### Records from a collection
<<<<

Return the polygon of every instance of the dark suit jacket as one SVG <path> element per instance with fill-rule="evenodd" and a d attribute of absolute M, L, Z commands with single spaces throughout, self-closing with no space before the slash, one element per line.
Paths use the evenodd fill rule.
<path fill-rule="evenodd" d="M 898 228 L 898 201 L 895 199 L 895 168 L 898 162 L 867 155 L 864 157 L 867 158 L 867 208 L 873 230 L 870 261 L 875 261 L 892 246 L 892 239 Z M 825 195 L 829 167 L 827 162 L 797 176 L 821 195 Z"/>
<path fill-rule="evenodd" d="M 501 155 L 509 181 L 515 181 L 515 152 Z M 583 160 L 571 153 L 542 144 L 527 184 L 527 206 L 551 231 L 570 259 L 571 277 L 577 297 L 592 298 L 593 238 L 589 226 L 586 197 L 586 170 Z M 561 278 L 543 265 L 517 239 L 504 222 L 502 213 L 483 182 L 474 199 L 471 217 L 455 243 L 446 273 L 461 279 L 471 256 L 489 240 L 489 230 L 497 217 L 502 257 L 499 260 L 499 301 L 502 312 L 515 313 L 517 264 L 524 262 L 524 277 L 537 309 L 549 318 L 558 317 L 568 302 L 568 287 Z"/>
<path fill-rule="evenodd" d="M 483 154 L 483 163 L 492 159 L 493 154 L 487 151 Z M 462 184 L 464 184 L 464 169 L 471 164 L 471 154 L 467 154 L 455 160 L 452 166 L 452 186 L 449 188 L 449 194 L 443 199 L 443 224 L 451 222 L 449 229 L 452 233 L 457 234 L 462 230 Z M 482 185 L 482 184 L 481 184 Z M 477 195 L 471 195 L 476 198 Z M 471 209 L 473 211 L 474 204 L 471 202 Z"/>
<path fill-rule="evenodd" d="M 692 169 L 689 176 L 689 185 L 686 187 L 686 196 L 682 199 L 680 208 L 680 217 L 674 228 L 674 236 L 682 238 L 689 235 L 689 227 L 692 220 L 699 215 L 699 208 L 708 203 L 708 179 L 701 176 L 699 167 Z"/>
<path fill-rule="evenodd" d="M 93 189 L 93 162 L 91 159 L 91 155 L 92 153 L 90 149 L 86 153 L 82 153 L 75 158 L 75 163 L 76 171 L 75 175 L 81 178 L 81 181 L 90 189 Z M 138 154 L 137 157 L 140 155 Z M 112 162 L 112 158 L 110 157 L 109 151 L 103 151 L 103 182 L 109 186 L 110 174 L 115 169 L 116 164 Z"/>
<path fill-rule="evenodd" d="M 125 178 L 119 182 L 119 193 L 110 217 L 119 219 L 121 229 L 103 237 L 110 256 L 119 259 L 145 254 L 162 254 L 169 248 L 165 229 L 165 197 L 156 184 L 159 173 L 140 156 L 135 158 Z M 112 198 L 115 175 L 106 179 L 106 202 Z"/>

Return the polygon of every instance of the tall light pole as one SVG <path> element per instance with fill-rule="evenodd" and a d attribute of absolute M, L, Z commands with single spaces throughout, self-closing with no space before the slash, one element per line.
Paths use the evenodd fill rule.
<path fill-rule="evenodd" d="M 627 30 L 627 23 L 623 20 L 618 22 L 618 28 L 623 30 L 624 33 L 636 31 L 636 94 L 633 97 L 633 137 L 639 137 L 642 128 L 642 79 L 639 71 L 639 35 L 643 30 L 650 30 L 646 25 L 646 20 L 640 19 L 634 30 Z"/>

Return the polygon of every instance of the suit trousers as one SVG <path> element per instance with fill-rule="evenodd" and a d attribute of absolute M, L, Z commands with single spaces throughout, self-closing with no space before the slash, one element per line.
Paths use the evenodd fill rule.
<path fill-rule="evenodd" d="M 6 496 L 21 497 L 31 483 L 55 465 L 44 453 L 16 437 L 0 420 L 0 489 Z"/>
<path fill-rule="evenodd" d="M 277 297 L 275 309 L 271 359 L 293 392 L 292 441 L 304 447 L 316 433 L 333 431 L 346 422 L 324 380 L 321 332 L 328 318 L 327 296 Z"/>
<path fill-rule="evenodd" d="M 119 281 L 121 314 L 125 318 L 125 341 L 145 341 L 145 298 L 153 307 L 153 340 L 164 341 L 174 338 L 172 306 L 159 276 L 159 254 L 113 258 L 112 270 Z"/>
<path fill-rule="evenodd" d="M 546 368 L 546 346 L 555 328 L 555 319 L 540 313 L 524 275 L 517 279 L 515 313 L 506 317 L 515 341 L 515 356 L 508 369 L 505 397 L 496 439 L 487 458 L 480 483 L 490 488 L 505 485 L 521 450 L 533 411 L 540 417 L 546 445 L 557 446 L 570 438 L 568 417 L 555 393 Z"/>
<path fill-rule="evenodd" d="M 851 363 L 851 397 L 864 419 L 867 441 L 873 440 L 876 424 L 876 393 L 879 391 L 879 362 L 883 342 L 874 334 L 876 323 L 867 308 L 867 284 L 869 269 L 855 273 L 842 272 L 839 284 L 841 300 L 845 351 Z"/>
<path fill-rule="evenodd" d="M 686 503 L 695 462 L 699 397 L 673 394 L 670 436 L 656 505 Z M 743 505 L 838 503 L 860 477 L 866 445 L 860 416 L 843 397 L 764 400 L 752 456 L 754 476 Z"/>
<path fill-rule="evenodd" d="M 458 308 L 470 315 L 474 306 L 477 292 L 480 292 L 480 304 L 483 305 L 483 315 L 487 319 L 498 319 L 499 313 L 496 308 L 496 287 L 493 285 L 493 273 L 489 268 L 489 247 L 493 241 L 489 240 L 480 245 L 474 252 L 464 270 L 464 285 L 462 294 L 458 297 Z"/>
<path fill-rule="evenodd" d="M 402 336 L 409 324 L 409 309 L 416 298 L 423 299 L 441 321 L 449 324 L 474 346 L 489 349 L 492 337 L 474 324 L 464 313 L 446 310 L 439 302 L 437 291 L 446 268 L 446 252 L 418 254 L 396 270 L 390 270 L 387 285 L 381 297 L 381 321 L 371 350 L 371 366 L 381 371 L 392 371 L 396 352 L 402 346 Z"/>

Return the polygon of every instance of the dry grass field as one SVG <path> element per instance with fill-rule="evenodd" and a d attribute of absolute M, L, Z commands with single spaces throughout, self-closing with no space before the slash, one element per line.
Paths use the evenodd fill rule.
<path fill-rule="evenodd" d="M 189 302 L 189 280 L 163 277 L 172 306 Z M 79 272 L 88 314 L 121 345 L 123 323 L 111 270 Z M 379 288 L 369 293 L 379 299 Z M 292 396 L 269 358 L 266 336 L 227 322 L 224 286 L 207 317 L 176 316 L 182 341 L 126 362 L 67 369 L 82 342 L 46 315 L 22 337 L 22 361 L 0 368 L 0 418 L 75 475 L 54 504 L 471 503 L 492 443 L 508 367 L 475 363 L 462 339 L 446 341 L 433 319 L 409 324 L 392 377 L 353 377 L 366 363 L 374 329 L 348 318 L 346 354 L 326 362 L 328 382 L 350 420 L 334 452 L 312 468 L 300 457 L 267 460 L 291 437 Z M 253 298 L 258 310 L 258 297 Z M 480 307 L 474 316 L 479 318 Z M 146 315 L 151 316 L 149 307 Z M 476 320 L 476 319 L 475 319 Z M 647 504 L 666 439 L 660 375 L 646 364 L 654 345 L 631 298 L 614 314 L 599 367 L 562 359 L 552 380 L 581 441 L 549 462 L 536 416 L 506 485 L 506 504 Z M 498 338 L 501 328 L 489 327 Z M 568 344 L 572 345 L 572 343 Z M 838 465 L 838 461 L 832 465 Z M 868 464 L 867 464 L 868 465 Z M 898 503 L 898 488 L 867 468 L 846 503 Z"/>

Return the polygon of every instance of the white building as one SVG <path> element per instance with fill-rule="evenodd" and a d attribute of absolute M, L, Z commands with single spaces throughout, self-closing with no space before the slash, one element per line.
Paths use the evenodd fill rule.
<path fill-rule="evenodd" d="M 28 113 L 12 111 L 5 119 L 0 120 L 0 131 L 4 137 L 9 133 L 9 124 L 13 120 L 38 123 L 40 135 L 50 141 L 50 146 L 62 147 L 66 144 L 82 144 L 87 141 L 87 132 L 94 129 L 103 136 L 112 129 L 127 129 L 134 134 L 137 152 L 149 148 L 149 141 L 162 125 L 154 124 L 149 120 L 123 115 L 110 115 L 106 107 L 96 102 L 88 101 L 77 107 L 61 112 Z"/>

>>>>

### Problem description
Extract the lines from the one holding "Return the polygon of every instance of the white" through the last line, inclusive, and reproduce them without any changes.

### Response below
Return the polygon of every instance of the white building as one SVG <path> element per instance with fill-rule="evenodd" and a d attribute of absolute M, L, Z commands with single spaces throughout, self-closing with no space before the slash, one element per line.
Paths use the evenodd fill rule.
<path fill-rule="evenodd" d="M 28 113 L 12 111 L 5 119 L 0 120 L 0 131 L 4 137 L 9 133 L 9 124 L 13 120 L 38 123 L 40 135 L 50 141 L 50 146 L 62 147 L 66 144 L 82 144 L 87 141 L 87 132 L 94 129 L 103 136 L 112 129 L 127 129 L 134 134 L 137 152 L 149 148 L 149 141 L 162 125 L 154 124 L 149 120 L 123 115 L 110 115 L 106 107 L 96 102 L 88 101 L 77 107 L 61 112 Z"/>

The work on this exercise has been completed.